Excerpts from pointing data:
┄┄┄┄┄┄┄┄┄┄┄┄┄┄┄┄┄┄┄┄

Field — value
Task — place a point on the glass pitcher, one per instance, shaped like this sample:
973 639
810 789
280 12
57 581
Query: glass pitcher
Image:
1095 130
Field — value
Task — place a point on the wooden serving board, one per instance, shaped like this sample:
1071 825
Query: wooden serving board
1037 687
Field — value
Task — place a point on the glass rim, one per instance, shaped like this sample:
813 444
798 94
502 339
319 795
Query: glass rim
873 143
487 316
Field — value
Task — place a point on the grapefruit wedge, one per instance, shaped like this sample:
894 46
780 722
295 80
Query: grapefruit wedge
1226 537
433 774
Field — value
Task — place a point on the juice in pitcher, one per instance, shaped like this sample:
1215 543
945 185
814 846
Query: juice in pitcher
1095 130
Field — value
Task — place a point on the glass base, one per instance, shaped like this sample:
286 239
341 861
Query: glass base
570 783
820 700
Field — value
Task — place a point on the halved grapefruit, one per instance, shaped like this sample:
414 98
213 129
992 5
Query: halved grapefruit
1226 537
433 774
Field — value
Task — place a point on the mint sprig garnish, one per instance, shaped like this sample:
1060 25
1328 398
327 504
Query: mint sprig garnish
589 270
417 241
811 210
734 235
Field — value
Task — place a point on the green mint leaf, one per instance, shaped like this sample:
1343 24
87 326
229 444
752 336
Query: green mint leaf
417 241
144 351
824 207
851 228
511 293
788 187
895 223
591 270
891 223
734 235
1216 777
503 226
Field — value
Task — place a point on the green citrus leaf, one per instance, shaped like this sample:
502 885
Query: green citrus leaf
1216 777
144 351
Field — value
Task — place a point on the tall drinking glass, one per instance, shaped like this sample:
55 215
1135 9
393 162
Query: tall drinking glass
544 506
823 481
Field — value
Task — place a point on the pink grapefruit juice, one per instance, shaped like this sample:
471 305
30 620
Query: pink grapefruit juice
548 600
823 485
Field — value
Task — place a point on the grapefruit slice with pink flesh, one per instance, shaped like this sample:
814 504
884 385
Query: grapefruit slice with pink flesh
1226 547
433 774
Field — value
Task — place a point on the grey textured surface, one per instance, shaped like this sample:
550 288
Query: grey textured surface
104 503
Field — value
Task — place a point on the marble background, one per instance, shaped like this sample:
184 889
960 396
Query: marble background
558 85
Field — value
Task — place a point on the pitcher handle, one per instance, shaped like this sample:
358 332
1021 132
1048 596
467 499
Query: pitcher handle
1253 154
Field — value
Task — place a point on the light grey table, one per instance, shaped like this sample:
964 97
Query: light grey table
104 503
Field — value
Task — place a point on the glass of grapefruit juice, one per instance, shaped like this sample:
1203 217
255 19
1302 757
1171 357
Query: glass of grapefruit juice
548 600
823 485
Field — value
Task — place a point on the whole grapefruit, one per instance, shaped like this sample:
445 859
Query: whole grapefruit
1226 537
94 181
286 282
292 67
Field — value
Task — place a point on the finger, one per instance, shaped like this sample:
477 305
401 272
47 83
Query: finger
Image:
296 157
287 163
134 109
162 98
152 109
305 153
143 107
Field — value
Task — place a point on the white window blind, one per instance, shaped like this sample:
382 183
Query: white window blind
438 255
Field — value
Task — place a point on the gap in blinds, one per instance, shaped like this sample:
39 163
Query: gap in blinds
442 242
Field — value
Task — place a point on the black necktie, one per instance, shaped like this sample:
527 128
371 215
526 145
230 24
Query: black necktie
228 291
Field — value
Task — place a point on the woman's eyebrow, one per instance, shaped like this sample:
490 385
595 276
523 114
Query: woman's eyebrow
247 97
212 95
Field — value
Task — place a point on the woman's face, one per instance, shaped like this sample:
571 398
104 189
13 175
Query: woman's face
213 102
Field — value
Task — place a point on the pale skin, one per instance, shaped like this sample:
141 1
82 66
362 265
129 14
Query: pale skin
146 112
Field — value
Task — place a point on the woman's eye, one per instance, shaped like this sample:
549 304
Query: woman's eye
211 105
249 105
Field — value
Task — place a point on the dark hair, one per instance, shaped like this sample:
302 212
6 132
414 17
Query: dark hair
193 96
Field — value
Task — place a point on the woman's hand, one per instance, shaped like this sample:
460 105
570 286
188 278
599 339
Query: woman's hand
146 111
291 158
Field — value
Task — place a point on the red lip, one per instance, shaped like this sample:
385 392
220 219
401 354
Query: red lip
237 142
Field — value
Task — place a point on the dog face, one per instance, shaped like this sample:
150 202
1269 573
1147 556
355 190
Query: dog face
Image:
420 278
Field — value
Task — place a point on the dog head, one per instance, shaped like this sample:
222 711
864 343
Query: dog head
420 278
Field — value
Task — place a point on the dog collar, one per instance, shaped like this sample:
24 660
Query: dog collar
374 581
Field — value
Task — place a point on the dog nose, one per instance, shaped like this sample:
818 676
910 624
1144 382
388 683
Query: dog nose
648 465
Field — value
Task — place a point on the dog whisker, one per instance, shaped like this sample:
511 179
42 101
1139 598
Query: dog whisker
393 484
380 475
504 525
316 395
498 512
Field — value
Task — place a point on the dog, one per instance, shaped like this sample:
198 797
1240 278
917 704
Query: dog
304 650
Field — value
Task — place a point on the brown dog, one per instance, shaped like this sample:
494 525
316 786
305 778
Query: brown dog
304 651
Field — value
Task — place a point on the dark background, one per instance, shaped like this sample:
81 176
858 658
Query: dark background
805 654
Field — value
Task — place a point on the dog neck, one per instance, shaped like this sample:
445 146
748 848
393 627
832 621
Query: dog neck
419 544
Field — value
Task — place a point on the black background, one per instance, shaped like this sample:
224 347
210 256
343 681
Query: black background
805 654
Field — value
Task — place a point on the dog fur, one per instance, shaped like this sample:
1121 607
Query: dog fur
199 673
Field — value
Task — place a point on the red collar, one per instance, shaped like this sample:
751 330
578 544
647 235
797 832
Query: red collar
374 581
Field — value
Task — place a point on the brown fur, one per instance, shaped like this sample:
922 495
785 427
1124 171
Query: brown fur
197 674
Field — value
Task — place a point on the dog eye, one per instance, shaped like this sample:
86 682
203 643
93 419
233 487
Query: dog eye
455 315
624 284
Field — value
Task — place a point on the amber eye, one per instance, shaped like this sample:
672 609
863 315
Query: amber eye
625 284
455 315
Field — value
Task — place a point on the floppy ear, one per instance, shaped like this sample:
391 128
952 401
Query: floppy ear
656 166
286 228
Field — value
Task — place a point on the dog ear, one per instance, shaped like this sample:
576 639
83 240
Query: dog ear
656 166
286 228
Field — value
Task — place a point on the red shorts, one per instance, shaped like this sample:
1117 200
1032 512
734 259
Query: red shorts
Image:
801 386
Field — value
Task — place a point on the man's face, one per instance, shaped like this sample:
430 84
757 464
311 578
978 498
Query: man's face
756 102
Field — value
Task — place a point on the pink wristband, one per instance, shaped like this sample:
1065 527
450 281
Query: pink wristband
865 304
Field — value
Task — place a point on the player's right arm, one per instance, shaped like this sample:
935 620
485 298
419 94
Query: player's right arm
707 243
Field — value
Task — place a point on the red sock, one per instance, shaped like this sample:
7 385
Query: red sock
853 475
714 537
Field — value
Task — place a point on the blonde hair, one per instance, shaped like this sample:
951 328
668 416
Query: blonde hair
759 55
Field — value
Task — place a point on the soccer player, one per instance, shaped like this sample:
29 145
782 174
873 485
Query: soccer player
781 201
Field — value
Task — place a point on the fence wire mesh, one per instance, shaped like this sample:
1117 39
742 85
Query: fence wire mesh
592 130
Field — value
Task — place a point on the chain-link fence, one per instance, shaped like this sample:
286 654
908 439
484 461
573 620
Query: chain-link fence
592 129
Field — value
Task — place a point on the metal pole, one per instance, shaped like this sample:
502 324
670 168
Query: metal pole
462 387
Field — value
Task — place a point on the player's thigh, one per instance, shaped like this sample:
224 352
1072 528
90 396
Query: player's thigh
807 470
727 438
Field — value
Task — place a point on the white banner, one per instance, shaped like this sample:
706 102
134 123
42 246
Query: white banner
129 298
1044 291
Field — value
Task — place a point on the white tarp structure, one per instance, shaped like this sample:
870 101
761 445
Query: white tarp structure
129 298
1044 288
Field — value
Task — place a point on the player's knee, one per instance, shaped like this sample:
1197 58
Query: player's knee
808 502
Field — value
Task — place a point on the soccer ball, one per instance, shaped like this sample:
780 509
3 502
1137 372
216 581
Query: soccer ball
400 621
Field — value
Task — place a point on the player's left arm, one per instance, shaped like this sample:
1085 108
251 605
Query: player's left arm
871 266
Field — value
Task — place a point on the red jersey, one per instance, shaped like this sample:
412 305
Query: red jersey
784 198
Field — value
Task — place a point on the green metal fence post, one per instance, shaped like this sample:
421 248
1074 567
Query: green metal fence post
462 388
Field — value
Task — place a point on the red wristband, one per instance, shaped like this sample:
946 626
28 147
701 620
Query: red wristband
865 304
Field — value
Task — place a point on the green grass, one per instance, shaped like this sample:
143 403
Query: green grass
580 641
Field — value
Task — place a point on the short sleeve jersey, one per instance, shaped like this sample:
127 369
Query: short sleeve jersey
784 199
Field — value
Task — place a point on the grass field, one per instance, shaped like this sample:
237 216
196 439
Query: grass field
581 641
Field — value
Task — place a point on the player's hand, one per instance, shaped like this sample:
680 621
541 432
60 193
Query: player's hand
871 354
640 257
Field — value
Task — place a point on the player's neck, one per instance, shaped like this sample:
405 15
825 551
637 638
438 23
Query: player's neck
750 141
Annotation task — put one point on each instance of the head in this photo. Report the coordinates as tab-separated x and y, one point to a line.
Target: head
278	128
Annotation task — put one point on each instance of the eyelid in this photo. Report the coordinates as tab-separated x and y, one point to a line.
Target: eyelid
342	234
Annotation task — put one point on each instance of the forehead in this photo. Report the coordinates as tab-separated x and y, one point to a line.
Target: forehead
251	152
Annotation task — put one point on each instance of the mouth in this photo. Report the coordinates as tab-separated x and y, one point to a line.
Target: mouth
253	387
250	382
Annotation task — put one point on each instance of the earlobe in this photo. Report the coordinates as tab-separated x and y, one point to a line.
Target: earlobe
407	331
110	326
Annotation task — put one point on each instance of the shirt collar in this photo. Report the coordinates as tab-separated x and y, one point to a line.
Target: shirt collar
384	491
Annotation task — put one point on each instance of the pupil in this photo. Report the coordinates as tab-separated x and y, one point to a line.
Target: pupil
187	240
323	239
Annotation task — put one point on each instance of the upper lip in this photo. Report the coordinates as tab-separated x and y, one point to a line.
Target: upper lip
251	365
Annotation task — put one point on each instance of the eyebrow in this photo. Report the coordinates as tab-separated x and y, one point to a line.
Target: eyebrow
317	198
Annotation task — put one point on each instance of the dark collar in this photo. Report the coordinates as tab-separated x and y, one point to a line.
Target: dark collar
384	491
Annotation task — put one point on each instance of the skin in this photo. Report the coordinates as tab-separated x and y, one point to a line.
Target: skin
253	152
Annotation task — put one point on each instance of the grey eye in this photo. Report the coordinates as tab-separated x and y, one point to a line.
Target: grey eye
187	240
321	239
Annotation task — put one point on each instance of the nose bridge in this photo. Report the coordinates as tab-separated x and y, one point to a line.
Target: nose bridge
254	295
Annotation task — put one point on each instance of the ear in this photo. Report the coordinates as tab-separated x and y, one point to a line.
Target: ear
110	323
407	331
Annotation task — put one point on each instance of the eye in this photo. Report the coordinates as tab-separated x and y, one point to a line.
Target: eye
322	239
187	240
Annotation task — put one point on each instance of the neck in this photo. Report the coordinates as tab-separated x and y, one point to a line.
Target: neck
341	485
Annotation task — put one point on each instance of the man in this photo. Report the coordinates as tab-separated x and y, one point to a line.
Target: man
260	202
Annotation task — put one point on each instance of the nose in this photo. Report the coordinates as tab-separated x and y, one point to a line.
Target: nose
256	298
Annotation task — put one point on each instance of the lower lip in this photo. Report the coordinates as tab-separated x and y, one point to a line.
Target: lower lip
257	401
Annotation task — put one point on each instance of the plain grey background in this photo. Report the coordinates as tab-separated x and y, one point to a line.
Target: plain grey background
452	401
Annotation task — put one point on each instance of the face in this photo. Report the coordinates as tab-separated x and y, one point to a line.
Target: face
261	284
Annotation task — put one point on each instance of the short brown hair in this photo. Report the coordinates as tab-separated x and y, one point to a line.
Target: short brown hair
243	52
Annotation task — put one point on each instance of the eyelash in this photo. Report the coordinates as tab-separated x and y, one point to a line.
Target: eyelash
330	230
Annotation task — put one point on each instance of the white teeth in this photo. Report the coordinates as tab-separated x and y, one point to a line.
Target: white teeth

┄┄┄┄┄┄┄┄┄┄┄┄┄┄┄┄┄┄┄┄

| EXERCISE DIRECTIONS |
Reproduce verbatim the lines starting at the one containing "the nose in" and ending with the final line of the items.

| CORRECT OUTPUT |
Annotation task — put one point on each instance of the nose in this photo. Report the coordinates as tab-separated x and y, one point to a line.
Target: nose
256	298
Annotation task — put one point on each instance of the lower lip in this photo. Report the coordinates as tab-separated x and y, one point to a line.
Target: lower lip
257	401
Annotation task — put one point on each instance of the plain grey background in this photo. Report the coordinates as tab-separated x and y, one point to a line.
Target: plain grey background
452	401
Annotation task — put one point on each instance of the face in this photo. Report the coordinates as tab-separated x and y, one point to a line.
Target: face
261	284
Annotation task — put one point on each instance of the short brown hair in this photo. Report the coordinates as tab-separated x and y, one point to a line.
Target: short brown hair
243	52
Annotation task — put one point on each instance of the eyelash in this photo. Report the coordinates as tab-separated x and y, one point to a line.
Target: eyelash
330	230
Annotation task — put one point on each instance of the white teeth in this photo. Report the coordinates as tab-separated x and y, one point to a line.
Target: white teeth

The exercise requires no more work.